*What needs to be done:*
Exactly reproduce the lines from the line that has "Where can you spot the green grass?" down to the last line of the entries, inclusive.

Stored items from a collection:
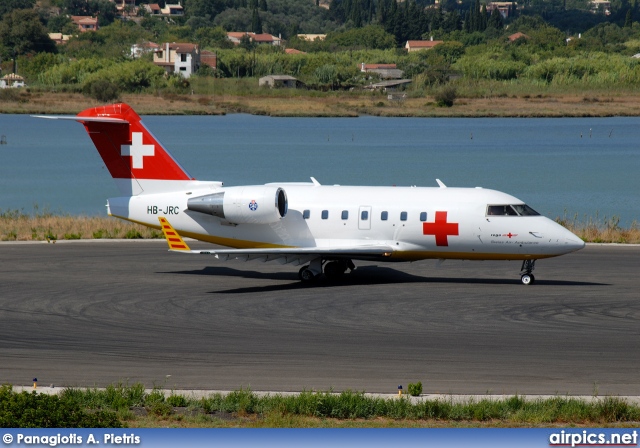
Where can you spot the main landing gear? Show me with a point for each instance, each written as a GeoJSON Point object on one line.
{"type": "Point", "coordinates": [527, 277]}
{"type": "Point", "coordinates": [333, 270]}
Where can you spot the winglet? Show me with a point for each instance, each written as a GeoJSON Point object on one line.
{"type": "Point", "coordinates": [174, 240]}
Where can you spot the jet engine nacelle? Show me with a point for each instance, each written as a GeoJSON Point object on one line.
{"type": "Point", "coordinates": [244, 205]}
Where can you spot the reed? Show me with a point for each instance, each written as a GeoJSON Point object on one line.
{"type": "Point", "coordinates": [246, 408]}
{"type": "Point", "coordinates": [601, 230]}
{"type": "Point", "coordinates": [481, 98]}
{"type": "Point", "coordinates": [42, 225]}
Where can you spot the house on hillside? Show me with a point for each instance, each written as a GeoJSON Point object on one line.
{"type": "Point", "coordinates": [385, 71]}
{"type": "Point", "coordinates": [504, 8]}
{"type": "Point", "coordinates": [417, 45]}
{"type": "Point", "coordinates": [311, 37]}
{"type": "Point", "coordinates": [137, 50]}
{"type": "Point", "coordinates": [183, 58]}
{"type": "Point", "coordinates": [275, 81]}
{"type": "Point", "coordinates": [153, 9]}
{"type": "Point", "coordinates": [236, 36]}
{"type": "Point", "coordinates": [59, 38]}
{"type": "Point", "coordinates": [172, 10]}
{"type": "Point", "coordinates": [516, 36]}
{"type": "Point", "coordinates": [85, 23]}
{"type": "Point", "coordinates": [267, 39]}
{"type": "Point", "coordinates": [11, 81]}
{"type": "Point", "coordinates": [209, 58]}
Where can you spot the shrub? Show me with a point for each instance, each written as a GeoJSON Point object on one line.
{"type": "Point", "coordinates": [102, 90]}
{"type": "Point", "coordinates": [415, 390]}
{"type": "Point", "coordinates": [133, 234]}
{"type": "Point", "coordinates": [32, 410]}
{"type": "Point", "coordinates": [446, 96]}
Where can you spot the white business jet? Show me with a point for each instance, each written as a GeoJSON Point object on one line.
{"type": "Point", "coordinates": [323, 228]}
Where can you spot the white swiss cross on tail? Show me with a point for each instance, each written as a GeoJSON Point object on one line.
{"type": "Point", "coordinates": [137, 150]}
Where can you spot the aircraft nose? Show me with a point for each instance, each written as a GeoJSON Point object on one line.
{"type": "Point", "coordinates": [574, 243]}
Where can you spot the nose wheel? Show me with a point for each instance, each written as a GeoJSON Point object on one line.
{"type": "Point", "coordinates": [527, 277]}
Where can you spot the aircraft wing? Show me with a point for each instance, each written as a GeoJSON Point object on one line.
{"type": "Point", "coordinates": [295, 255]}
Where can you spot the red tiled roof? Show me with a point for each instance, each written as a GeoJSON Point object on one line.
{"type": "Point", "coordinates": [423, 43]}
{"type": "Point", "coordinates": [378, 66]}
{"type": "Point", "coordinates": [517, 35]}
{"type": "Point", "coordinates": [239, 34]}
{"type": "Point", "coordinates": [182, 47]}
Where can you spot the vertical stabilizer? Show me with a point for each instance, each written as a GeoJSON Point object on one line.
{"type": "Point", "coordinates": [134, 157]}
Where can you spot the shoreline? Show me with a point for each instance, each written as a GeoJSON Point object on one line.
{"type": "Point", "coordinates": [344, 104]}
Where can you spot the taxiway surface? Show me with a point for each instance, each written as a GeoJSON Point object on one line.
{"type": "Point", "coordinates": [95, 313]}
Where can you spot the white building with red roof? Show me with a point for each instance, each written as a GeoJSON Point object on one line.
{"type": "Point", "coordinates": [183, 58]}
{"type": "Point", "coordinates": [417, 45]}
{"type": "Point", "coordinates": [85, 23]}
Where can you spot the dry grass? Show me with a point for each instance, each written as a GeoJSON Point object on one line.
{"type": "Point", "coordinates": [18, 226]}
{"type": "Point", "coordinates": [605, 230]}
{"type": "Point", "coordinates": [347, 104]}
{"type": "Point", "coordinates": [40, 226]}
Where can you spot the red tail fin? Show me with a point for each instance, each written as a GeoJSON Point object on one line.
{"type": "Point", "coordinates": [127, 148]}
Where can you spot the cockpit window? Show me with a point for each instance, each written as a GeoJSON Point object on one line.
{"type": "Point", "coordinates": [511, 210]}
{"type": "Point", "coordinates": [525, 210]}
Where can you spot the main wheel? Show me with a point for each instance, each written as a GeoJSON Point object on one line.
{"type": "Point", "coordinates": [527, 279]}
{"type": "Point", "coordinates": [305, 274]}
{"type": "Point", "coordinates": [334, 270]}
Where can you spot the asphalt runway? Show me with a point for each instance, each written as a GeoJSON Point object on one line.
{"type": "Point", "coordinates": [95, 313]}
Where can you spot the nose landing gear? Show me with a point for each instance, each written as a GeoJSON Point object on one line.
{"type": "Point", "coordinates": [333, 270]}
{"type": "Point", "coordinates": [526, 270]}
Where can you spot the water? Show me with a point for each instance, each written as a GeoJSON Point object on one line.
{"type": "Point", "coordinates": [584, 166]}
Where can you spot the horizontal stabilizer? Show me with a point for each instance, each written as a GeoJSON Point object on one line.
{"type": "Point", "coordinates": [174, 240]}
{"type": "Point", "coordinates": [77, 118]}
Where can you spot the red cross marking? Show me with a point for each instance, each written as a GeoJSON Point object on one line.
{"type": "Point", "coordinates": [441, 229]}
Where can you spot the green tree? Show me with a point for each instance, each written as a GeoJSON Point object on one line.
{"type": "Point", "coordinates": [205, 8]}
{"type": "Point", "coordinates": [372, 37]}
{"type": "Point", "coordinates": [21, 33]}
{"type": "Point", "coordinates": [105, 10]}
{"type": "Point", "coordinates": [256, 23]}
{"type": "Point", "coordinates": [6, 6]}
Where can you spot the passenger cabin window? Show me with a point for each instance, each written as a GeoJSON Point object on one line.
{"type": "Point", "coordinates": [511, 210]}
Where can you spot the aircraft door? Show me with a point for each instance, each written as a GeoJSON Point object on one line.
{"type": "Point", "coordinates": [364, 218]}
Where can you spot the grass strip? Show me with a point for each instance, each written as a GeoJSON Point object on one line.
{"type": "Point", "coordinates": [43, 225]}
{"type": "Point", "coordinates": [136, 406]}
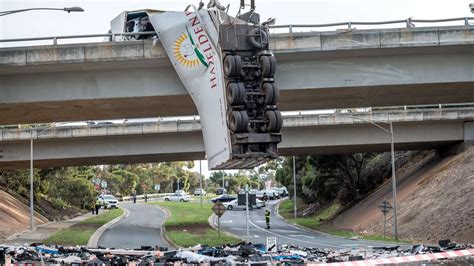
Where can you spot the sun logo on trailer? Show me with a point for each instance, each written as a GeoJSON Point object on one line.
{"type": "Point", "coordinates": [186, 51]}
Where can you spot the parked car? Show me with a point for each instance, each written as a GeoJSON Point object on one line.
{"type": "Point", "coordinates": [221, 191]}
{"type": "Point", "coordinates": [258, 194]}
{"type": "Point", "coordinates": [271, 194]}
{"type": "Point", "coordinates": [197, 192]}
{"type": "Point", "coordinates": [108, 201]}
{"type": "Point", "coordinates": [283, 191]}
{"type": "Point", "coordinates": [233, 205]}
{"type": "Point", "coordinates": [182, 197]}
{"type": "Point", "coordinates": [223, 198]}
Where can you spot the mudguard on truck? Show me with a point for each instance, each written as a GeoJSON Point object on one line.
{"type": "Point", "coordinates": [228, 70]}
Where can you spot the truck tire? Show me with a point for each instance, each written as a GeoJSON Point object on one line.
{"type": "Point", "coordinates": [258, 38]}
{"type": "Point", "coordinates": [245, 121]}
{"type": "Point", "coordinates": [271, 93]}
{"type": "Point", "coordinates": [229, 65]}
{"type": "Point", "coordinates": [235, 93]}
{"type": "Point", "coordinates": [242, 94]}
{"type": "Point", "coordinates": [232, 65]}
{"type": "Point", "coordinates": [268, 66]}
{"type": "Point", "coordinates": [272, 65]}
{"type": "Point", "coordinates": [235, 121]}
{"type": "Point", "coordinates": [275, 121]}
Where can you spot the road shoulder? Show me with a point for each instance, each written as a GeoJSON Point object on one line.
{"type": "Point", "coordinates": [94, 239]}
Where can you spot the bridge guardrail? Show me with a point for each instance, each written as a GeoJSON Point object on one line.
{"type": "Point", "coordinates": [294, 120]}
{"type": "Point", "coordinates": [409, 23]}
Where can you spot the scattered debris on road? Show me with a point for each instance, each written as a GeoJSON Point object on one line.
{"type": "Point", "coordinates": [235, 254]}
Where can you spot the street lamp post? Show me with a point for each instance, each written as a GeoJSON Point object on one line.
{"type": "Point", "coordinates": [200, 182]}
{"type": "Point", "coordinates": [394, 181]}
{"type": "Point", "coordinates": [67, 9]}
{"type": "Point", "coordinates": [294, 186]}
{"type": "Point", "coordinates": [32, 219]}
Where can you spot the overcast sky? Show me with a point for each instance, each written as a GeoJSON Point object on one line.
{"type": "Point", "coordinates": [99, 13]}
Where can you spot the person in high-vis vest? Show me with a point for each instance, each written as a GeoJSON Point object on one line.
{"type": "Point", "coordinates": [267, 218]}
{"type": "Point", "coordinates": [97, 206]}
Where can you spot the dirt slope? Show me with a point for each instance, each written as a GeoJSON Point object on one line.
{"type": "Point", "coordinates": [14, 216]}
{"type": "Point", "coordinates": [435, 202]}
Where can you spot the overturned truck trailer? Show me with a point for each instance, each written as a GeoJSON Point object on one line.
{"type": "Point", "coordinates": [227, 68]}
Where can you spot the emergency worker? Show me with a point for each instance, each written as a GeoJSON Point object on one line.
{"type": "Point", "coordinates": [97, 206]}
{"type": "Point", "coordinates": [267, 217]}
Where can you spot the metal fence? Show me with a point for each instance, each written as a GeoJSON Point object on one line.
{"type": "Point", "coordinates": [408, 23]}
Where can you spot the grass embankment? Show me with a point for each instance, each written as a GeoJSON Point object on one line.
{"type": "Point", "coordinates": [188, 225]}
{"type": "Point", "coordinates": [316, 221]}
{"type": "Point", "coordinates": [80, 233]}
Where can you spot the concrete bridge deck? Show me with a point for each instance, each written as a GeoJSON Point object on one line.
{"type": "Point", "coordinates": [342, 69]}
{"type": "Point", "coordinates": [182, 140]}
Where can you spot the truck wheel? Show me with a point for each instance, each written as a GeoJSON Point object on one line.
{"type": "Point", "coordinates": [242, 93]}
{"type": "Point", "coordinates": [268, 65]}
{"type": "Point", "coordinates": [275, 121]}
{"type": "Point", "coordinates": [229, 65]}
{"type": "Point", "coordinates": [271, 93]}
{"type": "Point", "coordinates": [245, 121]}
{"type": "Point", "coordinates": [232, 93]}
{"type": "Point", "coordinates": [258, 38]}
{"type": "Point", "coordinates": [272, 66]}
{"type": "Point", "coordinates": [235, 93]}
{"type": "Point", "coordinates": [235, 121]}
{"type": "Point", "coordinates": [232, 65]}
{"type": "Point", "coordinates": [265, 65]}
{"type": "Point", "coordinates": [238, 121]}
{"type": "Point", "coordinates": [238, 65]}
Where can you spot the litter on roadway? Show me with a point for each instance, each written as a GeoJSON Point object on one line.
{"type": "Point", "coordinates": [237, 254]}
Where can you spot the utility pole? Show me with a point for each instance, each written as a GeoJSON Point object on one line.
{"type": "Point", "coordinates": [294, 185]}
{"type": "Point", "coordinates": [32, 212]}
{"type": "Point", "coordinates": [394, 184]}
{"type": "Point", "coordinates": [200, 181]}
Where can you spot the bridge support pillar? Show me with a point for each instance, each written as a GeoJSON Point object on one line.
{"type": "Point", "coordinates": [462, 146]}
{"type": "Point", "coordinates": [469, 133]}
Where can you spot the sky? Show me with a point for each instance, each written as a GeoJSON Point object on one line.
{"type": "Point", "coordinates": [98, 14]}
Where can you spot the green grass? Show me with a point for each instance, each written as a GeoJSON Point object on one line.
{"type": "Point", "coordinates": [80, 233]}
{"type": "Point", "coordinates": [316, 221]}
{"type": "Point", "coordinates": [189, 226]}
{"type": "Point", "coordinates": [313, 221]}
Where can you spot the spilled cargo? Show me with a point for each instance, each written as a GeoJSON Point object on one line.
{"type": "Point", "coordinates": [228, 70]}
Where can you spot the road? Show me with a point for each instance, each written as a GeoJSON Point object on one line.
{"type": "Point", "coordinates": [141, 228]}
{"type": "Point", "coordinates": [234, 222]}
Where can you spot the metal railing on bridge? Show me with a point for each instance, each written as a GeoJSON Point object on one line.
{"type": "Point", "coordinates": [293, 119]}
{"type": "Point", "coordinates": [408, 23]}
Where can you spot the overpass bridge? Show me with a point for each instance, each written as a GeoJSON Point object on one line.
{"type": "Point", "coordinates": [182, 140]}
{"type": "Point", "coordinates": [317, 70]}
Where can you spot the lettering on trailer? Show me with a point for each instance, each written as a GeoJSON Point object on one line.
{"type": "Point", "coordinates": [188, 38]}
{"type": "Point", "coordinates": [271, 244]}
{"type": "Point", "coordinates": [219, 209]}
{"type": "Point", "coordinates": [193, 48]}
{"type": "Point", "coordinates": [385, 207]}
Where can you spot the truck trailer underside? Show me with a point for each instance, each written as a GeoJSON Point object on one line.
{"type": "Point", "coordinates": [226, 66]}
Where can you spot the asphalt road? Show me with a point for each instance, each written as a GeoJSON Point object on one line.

*Solved problem:*
Where can you spot the green grass? Show me with a point for each instance, each written as a GeoJSON Point object on one line.
{"type": "Point", "coordinates": [80, 233]}
{"type": "Point", "coordinates": [316, 221]}
{"type": "Point", "coordinates": [189, 226]}
{"type": "Point", "coordinates": [313, 221]}
Where can you spot the spilled cargo? Show me with a point for each instance, each written as a GeoJSON Point object on one line.
{"type": "Point", "coordinates": [228, 70]}
Where can you spot the road? Show me with a point for each instance, each written as a GeoJSON Point object on one line.
{"type": "Point", "coordinates": [141, 228]}
{"type": "Point", "coordinates": [234, 222]}
Where can you spot the metal railing on bridge? Show me with a point for each instance, each written as a GeoJSON Point object on one line.
{"type": "Point", "coordinates": [293, 119]}
{"type": "Point", "coordinates": [408, 23]}
Where can you spot the overpass bridge? Show me with a point for each instance, each written as a GeoJSON Point object on one line.
{"type": "Point", "coordinates": [182, 140]}
{"type": "Point", "coordinates": [317, 70]}
Where can you spot the lettering on trailer? Show me with a point for each instance, each written as a GeoJSON Point object on one line.
{"type": "Point", "coordinates": [188, 38]}
{"type": "Point", "coordinates": [271, 244]}
{"type": "Point", "coordinates": [219, 209]}
{"type": "Point", "coordinates": [193, 48]}
{"type": "Point", "coordinates": [385, 207]}
Where can you spot the truck trailer underside? Show me with a point for each instance, each written as a GeoJSON Point object on one line.
{"type": "Point", "coordinates": [226, 66]}
Where can you spot the asphalt road? Show me with a point for each instance, each written as a GeoJSON Point object on one line.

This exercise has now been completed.